* BEGIN PASSAGE TO READ *

The Ultimate Guide to Frugal Living and The Flat Broke Cookbook


ATTENTION: We Regret to Announce That Due to Rising Costs, Pizza Night Has Been Cancelled Until Further Notice.

Wait! Drop that megaphone! If you make your own homemade pizza, pizza night could be every night of the week with these thrifty recipes. There are multiple ways to make your own pizza, from sort of scratch to full-on scratch. All of them are less expensive than having pizza delivered, and heck, even less than frozen pizza. The last time I looked, frozen pizza could not be found for less than ten bucks. Ouch.

Plus, the stuff you make is SO. MUCH. BETTER. And you can control what goes on it. And you can make sure your kids get a veggie or two. Plus, it can be really fun to assemble the pizzas together on movie night.

homemade pizza

The Crust of Your Homemade Pizza

The best supporting actor in the cast of pizza is, of course, the crust. There are all sorts of bases for a pizza, but here are some of the ones we find to be the tastiest and thriftiest. These doughs work for all of the recipes except the deep dish one, in which the crust is the star of the show.

Don’t be overwhelmed by making scratch pizza dough. Most of the time to make it is hands-off.

From Scratch

Here’s my favorite simple pizza dough recipe.


  • 3 to 3.5 cups of flour
  • 1 cup of warm water
  • 1 tbsp of sugar
  • 2 1/4 tsp of active dry yeast
  • 3 tbsp of olive oil
  • 1 tsp salt


  1. Stir water, sugar, and yeast together and allow it to sit for 5 minutes.
  2. Add olive oil and salt, then stir in the flour until well blended.
  3. Knead the dough for about 5 minutes, then let it rise, covered, for 30 minutes.
  4. Preheat the oven to 425F.
  5. Knead the dough again, then roll it out.
  6. Top it with your desired toppings.
  7. Bake for 15-20 minutes, or until lightly golden brown.

If you get your yeast in bulk is way more thrifty than in those little packets.

* END PASSAGE TO READ *
* BEGIN EXTRACTED MATERIAL *

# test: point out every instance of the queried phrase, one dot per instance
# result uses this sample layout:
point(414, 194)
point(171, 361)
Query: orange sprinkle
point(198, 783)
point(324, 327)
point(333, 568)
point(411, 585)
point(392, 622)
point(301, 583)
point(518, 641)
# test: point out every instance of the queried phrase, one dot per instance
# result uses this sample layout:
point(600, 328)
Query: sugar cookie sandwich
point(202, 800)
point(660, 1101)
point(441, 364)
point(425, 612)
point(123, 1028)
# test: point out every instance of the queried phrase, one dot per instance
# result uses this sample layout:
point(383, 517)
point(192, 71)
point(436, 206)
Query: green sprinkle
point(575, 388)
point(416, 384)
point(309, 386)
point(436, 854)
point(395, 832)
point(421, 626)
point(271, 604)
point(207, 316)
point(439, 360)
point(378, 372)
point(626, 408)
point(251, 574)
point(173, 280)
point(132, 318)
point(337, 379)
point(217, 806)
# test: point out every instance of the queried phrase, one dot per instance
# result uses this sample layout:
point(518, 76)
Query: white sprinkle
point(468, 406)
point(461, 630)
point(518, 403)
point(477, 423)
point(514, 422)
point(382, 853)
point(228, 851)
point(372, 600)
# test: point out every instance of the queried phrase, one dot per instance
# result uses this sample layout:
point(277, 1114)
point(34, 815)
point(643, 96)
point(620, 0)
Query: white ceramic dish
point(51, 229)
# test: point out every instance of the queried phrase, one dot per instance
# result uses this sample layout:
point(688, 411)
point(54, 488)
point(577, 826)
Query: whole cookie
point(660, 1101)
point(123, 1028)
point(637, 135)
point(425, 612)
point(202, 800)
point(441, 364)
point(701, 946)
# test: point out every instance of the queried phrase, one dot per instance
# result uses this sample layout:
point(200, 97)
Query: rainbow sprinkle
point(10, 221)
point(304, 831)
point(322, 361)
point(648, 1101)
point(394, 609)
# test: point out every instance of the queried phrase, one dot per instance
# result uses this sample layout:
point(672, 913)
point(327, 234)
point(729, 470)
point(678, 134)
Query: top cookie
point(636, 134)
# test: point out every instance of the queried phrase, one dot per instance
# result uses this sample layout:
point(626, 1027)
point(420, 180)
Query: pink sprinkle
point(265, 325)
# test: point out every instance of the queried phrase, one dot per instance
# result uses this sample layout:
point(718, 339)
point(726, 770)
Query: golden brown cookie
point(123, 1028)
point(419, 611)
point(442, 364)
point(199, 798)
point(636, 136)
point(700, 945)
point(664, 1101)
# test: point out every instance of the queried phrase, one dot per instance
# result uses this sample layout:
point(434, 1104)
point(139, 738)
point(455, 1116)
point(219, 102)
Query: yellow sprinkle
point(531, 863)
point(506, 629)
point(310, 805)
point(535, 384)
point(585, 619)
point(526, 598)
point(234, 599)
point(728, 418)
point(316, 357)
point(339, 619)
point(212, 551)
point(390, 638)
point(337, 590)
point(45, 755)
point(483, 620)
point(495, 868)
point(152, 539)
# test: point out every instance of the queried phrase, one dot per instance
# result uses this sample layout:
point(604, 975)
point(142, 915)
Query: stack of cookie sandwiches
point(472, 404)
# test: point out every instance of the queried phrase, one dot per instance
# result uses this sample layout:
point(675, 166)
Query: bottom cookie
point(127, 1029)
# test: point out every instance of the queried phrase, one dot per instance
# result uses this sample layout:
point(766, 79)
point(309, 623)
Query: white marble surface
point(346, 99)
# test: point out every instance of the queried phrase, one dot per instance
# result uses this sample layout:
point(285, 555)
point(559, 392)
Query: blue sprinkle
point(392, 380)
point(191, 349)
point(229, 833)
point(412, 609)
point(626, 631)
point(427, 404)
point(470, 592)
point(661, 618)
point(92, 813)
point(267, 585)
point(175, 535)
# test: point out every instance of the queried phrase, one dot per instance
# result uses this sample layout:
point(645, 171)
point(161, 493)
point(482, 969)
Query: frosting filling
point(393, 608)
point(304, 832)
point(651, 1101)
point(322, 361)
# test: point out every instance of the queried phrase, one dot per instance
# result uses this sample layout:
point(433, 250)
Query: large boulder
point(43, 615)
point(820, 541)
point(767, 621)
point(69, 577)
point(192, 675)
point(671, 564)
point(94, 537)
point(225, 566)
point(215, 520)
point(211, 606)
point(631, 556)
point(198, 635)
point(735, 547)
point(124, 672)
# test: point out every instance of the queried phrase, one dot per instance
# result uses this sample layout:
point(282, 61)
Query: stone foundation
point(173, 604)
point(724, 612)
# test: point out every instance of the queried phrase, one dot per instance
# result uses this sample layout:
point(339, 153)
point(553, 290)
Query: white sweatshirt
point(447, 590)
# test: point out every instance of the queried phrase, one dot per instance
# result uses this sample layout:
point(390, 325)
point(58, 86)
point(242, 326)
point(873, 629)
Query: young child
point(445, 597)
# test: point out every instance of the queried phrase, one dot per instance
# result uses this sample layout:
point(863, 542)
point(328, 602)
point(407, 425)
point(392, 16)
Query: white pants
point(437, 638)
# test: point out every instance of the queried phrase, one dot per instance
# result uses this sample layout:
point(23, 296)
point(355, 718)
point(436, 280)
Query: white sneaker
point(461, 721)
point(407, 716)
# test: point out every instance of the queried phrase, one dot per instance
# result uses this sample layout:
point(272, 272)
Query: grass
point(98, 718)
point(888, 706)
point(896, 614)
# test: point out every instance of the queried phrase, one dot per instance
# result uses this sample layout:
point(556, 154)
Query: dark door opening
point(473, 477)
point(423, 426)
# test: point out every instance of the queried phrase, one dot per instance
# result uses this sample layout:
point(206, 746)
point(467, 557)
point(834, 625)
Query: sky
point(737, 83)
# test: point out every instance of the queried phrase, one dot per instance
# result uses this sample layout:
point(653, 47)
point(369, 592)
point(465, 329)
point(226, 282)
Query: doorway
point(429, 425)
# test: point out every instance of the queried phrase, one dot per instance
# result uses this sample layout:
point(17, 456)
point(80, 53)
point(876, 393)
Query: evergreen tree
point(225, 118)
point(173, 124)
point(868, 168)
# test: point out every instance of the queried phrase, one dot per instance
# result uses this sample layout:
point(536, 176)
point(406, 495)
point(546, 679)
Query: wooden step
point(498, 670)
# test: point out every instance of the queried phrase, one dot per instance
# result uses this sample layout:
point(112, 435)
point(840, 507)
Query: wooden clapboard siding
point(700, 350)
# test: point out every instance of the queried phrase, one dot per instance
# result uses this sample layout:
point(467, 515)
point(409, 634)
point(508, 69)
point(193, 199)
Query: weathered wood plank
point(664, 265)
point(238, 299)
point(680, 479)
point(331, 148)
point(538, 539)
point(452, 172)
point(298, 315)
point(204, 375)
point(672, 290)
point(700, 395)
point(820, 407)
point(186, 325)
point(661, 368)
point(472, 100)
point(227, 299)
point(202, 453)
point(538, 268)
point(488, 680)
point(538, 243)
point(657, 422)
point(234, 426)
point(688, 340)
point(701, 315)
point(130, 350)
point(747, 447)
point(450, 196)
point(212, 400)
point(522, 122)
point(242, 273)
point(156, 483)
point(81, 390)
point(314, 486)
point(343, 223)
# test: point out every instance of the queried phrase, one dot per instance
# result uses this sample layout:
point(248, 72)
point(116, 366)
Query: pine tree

* END EXTRACTED MATERIAL *

▶ [EXERCISE OBJECTIVE] Pick up the homemade pizza guide after its final sentence and carry it forward.

▶ [EXPECTED ANSWER]
Sort of Scratch

Next, we have “sort of scratch.” These doughs take a wee bit of work but not quite as much as making it from scratch. But keep in mind, we pay for the time of others. These shortcuts add money to the price of your pizza.


If you’re in a hurry, there are ways to get around making your own dough.

  • Pizza crusts (the ones in the bread aisle are less expensive than the ones in the freezer aisle)
  • Pitas (the nice thick ones)
  • Tortillas (for thin crust personal pizzas – this was a family favorite for my kiddos, and it’s very inexpensive)

Now that you’ve got your base all set, it’s time to top some pizzas!

Classic Homemade Pizza

Pizza is a classic for a reason. Ordinary, everyday pizza is a hit for just about everyone.


  • Canned spaghetti sauce
  • Jarred spaghetti sauce
  • Small can of pizza sauce
  • Crushed tomatoes seasoned with basil, garlic powder, onion powder, oregano, and thyme
  • Homemade marinara sauce


We all have our favorite pizza toppings, so use those here. I like to keep pepperoni, a bag of sauteed peppers and onions, and diced ham in the freezer to top an emergency pizza fast. But think about your family’s last pizza order – keep that stuff on hand for the most authentic take-out-fake-out possible.


Use your favorite cheese to top your pizza. We like a blend of mozzarella and parmesan. If you shred it yourself, you save much0-moolah over the bags of pre-shredded cheese.

Mexican Pizza

This was a household staple when my kiddos were growing up. It’s filling, frugal, and delicious.


  • Refried beans (canned or homemade)
  • Salsa (from the store or homemade)
  • Ground beef (or ground whatever-floats-your-boat)
  • Taco seasoning (DIY version here)
  • Diced veggies: tomato, peppers, onions
  • Cheese (cheddar is a great option)


  1. Cook your ground beef in a skillet with taco seasoning. About 1/4 pound of beef is plenty for one pizza, but add more if you want it meatier.
  2. Spread refried beans on the pizza crust of your choice.
  3. Spoon some salsa on top of it.
  4. Top it with cheese, then veggies.
  5. Sprinkle a tiny bit more taco seasoning on top.
  6. Bake it according to the needs of your crust or until everything is melty and hot.

Allow it to cool for 10 minutes before slicing. You may want to serve this with sour cream or more salsa for dipping.

White Pizza

The trick to white pizza is to pre-bake your dough before adding your toppings.


  • Olive oil seasoned with either fresh garlic or garlic powder.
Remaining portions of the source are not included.